**Document extract:**
A brief paragraph on the top of page 143 (for any of you who have the book) summarizes for me much if not all of what an affair is or should be about. Popova was discussing the affair that Ralph Waldo Emerson and Margaret Fuller had in the mid-19th century. Popova writes:
This false notion of the body as the testing ground for intimacy has long warped our understanding of what constitutes a romantic relationship. The measure of intimacy is not the quotient of friction between skin and skin, but something else entirely--something of the love and trust, the joy and ease that flow between two people as they inhabit that private world walled off from everything and everyone else.
In the three affairs I've had, two started with a desire for that "friction." They quickly turned into joy and ease. The third started with the (initially platonic) joy and ease, then included the skin-to-skin, and then developed into love through trust.
Yet anyone who reads about Popova's "something else" form of intimacy knows that it can become consuming if we are foolish. That's what Emerson's and Fuller's became, and that's what my third affair was like, in part, even though I don't regret a minute of it. But I've seen other men post here that once they feel that "something else entirely" form of intimacy -- as I did with my last AP for the first time during adulthood, which is the same as saying it was the first time -- and once it ends, then they chase it. It might have happened naturally the first time, but this time they try to recreate it. And that chase, itself consuming, becomes detrimental to his family and ultimately to any woman who might become his next AP.

**Required work:**
1. Filter the records down to every line that contains the word "brown", and copy those lines. Treat case as significant.
2. Proceed with the passage on intimacy in affairs, writing on from its final sentence.

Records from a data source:
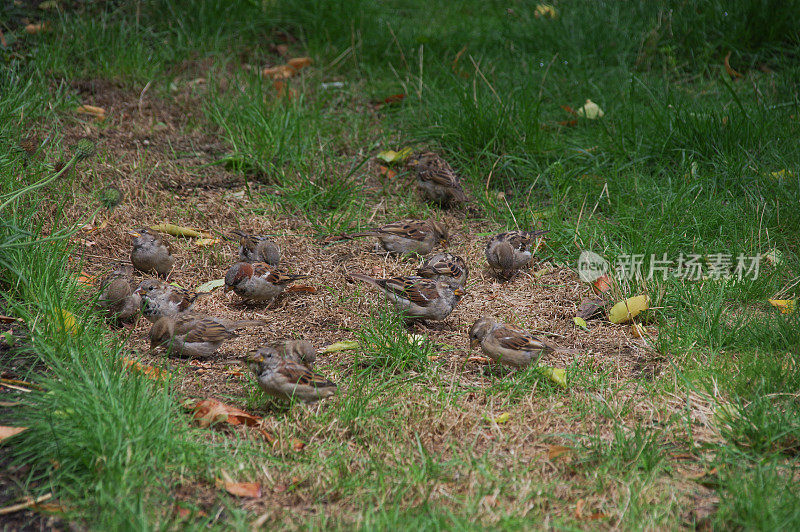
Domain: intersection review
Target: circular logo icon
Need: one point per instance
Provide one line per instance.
(591, 266)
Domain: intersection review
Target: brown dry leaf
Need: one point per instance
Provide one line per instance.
(33, 29)
(148, 371)
(211, 411)
(7, 432)
(554, 451)
(250, 490)
(301, 288)
(731, 72)
(298, 63)
(98, 113)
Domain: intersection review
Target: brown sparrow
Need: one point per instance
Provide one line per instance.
(300, 351)
(285, 378)
(505, 344)
(408, 236)
(417, 297)
(444, 266)
(436, 180)
(508, 252)
(117, 295)
(200, 340)
(151, 252)
(257, 248)
(160, 299)
(257, 282)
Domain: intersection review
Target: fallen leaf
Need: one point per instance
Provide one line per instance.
(545, 11)
(98, 113)
(68, 323)
(340, 346)
(211, 411)
(731, 72)
(301, 288)
(603, 284)
(250, 490)
(205, 242)
(7, 432)
(33, 29)
(298, 63)
(786, 306)
(148, 371)
(626, 310)
(394, 157)
(557, 375)
(177, 230)
(388, 172)
(212, 285)
(590, 111)
(554, 451)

**Response list:**
1.
Target: brown dry leaf
Target: brown sparrow

2.
I have a couple take-aways from Popova's quote:
- Men would do well to avoid thinking about, let alone posting that they want, sex with an AP right out of the gate. Guaranteed that Waldo didn't meet Margaret for tea and then find the nearest Concord Inn.
- Waldo ended up feeling closer to Margaret than to his wife and even to his children. That to me sounds like disaster. Popova wrote earlier in this episode that "the richest relationships are often those that don't fit neatly into the preconceived slots we have made for the archetypes we imagine would populate our lives--the friend, the lover, the parent,..." I want that private world I get with an AP, but that private world has its boundaries; in fact, that's what gives it form and substance and meaning and, ultimately, value. If those walls are too permeable, it can lead to disaster. An affair can quickly turn to obsession or, worse in my opinion, absorption.
I don't think this post is merely me indulgently thinking out loud to others who are in this lifestyle. I know for a fact -- from their posts -- that there are men who (A) post mostly about wanting sex, and (B) post about how amazing their current AP is to the point that they are the last to see that they have become absorbed into their affair, perhaps to the detriment of showing any kind of affection at home.
Emerson said about being at home: "Most of the persons whom I see in my own house I see across a gulf."
That shit is scary.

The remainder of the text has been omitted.